A study appearing this month in Nature Microbiology analyzes soils sampled across the state of Kansas to determine the importance of “legacy effects” — or how soils from a specific location are influenced by microbes that have evolved in response to the specific climate at that site for many years.
“The bacteria and fungi and other organisms living in the soil can actually end up having important effects on things that matter, like carbon sequestration, nutrient movement, and what we’re particularly interested in — the legacy effects on plants,” said co-author Maggie Wagner, associate professor of ecology & evolutionary biology at the University of Kansas.
“We got interested in this because other researchers, for years, have been describing this type of ecological memory of soil microbes having some way to remember from their ancestors’ past,” she said. “We thought this was really fascinating. It has a lot of important implications for how we can grow plants, including things like corn and wheat. Precipitation itself has a big influence on how plants grow, but also the memory of the microbes living in those soils could also play a role.”
According to Wagner, while legacy effects previously have been reported, they aren’t well characterized. A better understanding could eventually benefit farmers and agricultural biotech firms, which could build on the research.
“We don’t really understand how legacy effects work,” she said. “Like, which microbes are involved at the genetic level, and how does that work? Which bacterial genes are being influenced? We also don’t understand how that legacy of climate moves through the soil to the microbes, and then eventually to the plant.”

By sampling soils from six sites across Kansas — from its lower, rainier eastern half to the state’s western High Plains, higher in altitude and drier because of the rain shadow of the Rocky Mountains — the researchers aimed to determine differences in legacy effects.
“We used a kind of old-school technique, treating the microbes as a black box,” Wagner said. “We grew the plant in different microbial communities with different drought memories and then measured plants’ performance to understand what was beneficial and what was not.”
The researchers challenged the microbial communities for five months, either with plenty of water or very little water.
“Even after many thousands of bacterial generations, the memory of drought was still detectable,” Wagner said. “One of the most interesting aspects we saw is that the microbial legacy effect was much stronger with plants that were native to those exact locales than plants that were from elsewhere and planted for agricultural reasons but weren’t native.”
While more plant species will need to be tested to confirm this hypothesis — the researchers tested one crop (corn) and one native plant (gamagrass) — the researchers said the findings could offer important context for farmers who want to use beneficial microbes to improve yields.
“We think it has something to do with the co-evolutionary history of those plants, meaning that over very long periods, gamagrass has been living with these exact microbial communities, but corn has not,” she said. “Corn was domesticated in Central America and has only been in this area for a few thousand years.”
Additionally, the research team performed genetic analysis on both microbes and plants to better understand on the molecular level how legacy effects might function.

→ CHECK YOUR UNDERSTANDING
(a) Answer from the article on soil legacy effects in Kansas:
(i) From how many sites across Kansas were soils sampled?
(ii) For how long were the microbial communities challenged with plenty of water or very little water?
(iii) Where was corn domesticated?
(b) Translate this sentence from the article on soil legacy effects in Kansas into Spanish: "The researchers challenged the microbial communities for five months, either with plenty of water or very little water."
(c) Transcribe the article on soil legacy effects in Kansas character for character, everything from "According to Wagner, while" down to "on the research.".

→ Text-to-region grounding data
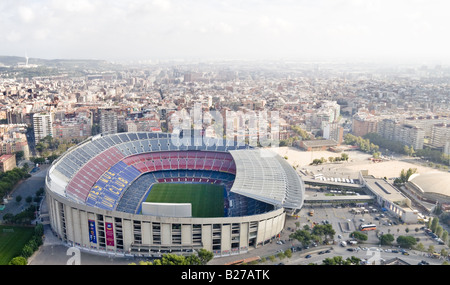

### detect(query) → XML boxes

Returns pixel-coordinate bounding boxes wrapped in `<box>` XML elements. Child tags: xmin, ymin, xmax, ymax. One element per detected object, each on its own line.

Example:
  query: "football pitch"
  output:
<box><xmin>145</xmin><ymin>183</ymin><xmax>225</xmax><ymax>218</ymax></box>
<box><xmin>0</xmin><ymin>226</ymin><xmax>34</xmax><ymax>265</ymax></box>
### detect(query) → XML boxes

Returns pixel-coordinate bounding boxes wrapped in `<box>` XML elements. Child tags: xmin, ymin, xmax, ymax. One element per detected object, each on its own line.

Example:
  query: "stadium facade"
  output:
<box><xmin>45</xmin><ymin>133</ymin><xmax>304</xmax><ymax>257</ymax></box>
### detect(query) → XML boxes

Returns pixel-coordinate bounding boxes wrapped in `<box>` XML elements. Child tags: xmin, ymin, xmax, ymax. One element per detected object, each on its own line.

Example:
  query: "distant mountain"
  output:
<box><xmin>0</xmin><ymin>56</ymin><xmax>115</xmax><ymax>69</ymax></box>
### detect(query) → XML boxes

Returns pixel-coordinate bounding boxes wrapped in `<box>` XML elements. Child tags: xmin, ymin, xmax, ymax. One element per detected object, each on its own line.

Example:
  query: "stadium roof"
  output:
<box><xmin>230</xmin><ymin>149</ymin><xmax>305</xmax><ymax>209</ymax></box>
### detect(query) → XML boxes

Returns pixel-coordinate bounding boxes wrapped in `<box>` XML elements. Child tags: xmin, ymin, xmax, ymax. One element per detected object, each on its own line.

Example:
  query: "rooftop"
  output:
<box><xmin>230</xmin><ymin>149</ymin><xmax>305</xmax><ymax>209</ymax></box>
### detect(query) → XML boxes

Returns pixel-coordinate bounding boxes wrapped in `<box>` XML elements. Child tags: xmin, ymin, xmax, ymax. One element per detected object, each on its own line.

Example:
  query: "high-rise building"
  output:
<box><xmin>352</xmin><ymin>112</ymin><xmax>378</xmax><ymax>137</ymax></box>
<box><xmin>100</xmin><ymin>109</ymin><xmax>118</xmax><ymax>135</ymax></box>
<box><xmin>33</xmin><ymin>113</ymin><xmax>53</xmax><ymax>143</ymax></box>
<box><xmin>378</xmin><ymin>119</ymin><xmax>425</xmax><ymax>149</ymax></box>
<box><xmin>323</xmin><ymin>123</ymin><xmax>344</xmax><ymax>144</ymax></box>
<box><xmin>430</xmin><ymin>124</ymin><xmax>450</xmax><ymax>149</ymax></box>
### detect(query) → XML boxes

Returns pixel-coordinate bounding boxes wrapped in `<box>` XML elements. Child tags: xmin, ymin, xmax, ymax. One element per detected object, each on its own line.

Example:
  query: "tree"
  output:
<box><xmin>197</xmin><ymin>248</ymin><xmax>214</xmax><ymax>265</ymax></box>
<box><xmin>436</xmin><ymin>225</ymin><xmax>443</xmax><ymax>238</ymax></box>
<box><xmin>22</xmin><ymin>244</ymin><xmax>34</xmax><ymax>258</ymax></box>
<box><xmin>341</xmin><ymin>153</ymin><xmax>348</xmax><ymax>161</ymax></box>
<box><xmin>289</xmin><ymin>229</ymin><xmax>311</xmax><ymax>245</ymax></box>
<box><xmin>397</xmin><ymin>236</ymin><xmax>417</xmax><ymax>248</ymax></box>
<box><xmin>8</xmin><ymin>256</ymin><xmax>28</xmax><ymax>265</ymax></box>
<box><xmin>416</xmin><ymin>242</ymin><xmax>425</xmax><ymax>251</ymax></box>
<box><xmin>379</xmin><ymin>234</ymin><xmax>394</xmax><ymax>245</ymax></box>
<box><xmin>441</xmin><ymin>231</ymin><xmax>448</xmax><ymax>243</ymax></box>
<box><xmin>430</xmin><ymin>217</ymin><xmax>439</xmax><ymax>233</ymax></box>
<box><xmin>350</xmin><ymin>231</ymin><xmax>367</xmax><ymax>241</ymax></box>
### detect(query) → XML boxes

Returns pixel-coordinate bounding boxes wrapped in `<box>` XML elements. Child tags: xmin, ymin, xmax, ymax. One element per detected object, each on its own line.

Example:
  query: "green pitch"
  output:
<box><xmin>145</xmin><ymin>183</ymin><xmax>224</xmax><ymax>218</ymax></box>
<box><xmin>0</xmin><ymin>226</ymin><xmax>34</xmax><ymax>265</ymax></box>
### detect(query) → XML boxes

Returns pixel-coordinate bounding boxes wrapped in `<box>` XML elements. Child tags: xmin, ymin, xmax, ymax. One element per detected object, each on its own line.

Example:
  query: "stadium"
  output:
<box><xmin>45</xmin><ymin>132</ymin><xmax>305</xmax><ymax>257</ymax></box>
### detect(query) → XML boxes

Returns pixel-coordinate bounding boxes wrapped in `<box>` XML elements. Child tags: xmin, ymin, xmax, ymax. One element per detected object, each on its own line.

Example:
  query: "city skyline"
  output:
<box><xmin>0</xmin><ymin>0</ymin><xmax>450</xmax><ymax>64</ymax></box>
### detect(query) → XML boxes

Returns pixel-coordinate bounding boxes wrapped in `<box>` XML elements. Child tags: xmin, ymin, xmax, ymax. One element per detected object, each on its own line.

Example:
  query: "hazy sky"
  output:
<box><xmin>0</xmin><ymin>0</ymin><xmax>450</xmax><ymax>61</ymax></box>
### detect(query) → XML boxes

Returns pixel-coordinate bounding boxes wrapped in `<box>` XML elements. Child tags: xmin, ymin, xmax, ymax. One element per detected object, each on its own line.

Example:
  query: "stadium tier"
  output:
<box><xmin>46</xmin><ymin>133</ymin><xmax>304</xmax><ymax>255</ymax></box>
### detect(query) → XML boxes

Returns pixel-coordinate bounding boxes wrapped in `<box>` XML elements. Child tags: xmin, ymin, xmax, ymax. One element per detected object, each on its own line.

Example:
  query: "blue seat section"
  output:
<box><xmin>116</xmin><ymin>169</ymin><xmax>235</xmax><ymax>214</ymax></box>
<box><xmin>116</xmin><ymin>173</ymin><xmax>158</xmax><ymax>214</ymax></box>
<box><xmin>86</xmin><ymin>161</ymin><xmax>141</xmax><ymax>211</ymax></box>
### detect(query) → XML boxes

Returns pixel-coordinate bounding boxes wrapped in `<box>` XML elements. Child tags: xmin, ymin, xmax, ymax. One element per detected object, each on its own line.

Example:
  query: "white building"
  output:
<box><xmin>33</xmin><ymin>113</ymin><xmax>53</xmax><ymax>143</ymax></box>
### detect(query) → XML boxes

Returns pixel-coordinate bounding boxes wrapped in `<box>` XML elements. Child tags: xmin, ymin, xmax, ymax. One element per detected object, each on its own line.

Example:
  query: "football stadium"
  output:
<box><xmin>45</xmin><ymin>132</ymin><xmax>305</xmax><ymax>257</ymax></box>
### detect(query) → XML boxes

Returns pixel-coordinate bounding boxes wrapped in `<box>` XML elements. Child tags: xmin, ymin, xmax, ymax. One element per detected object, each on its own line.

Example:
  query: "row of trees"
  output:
<box><xmin>310</xmin><ymin>153</ymin><xmax>348</xmax><ymax>165</ymax></box>
<box><xmin>394</xmin><ymin>168</ymin><xmax>417</xmax><ymax>186</ymax></box>
<box><xmin>35</xmin><ymin>136</ymin><xmax>79</xmax><ymax>160</ymax></box>
<box><xmin>0</xmin><ymin>167</ymin><xmax>30</xmax><ymax>201</ymax></box>
<box><xmin>9</xmin><ymin>224</ymin><xmax>44</xmax><ymax>265</ymax></box>
<box><xmin>280</xmin><ymin>126</ymin><xmax>311</xmax><ymax>146</ymax></box>
<box><xmin>289</xmin><ymin>224</ymin><xmax>336</xmax><ymax>245</ymax></box>
<box><xmin>344</xmin><ymin>134</ymin><xmax>380</xmax><ymax>154</ymax></box>
<box><xmin>362</xmin><ymin>133</ymin><xmax>450</xmax><ymax>166</ymax></box>
<box><xmin>130</xmin><ymin>249</ymin><xmax>214</xmax><ymax>265</ymax></box>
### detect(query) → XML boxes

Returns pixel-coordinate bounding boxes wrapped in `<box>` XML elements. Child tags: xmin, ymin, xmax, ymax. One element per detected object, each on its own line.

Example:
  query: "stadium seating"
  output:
<box><xmin>59</xmin><ymin>133</ymin><xmax>256</xmax><ymax>213</ymax></box>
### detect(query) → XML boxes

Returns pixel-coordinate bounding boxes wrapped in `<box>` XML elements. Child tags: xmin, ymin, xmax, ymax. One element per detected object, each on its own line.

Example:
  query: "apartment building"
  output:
<box><xmin>33</xmin><ymin>113</ymin><xmax>53</xmax><ymax>143</ymax></box>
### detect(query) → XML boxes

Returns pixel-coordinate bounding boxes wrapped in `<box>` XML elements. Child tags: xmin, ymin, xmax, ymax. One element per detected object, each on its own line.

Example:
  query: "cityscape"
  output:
<box><xmin>0</xmin><ymin>1</ymin><xmax>450</xmax><ymax>272</ymax></box>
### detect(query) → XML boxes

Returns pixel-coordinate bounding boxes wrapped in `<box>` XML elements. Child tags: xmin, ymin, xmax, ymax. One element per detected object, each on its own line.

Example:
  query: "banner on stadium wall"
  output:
<box><xmin>105</xmin><ymin>223</ymin><xmax>114</xmax><ymax>246</ymax></box>
<box><xmin>88</xmin><ymin>220</ymin><xmax>97</xmax><ymax>243</ymax></box>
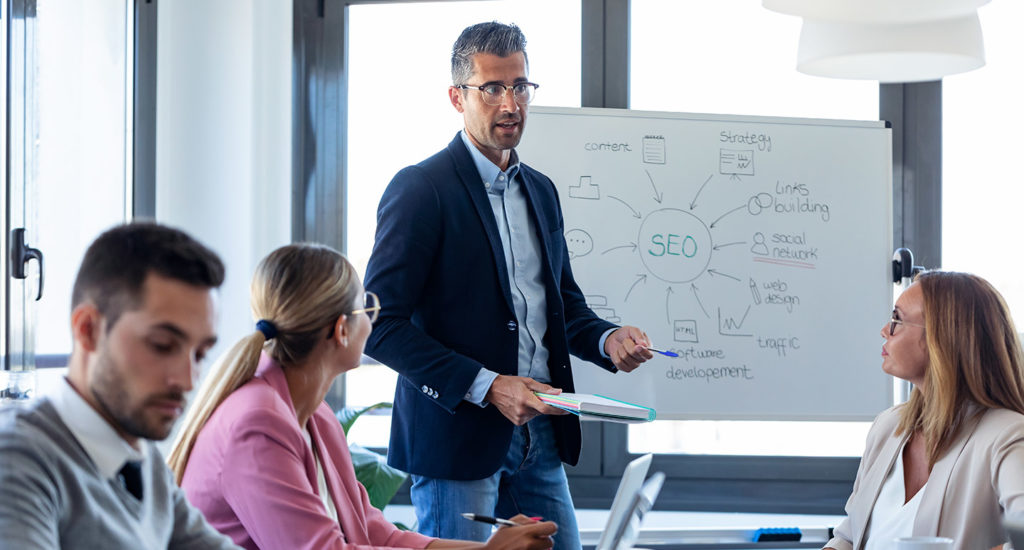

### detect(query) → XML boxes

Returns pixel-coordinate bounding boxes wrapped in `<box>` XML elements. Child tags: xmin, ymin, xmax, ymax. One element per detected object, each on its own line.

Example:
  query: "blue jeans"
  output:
<box><xmin>410</xmin><ymin>416</ymin><xmax>581</xmax><ymax>550</ymax></box>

→ ANSWERS FOR THE TASKS
(a)
(i) Six sites.
(ii) Five months.
(iii) Central America.

(b) Los investigadores sometieron a prueba a las comunidades microbianas durante cinco meses, ya sea con abundante agua o con muy poca agua.

(c)
According to Wagner, while legacy effects previously have been reported, they aren’t well characterized. A better understanding could eventually benefit farmers and agricultural biotech firms, which could build on the research.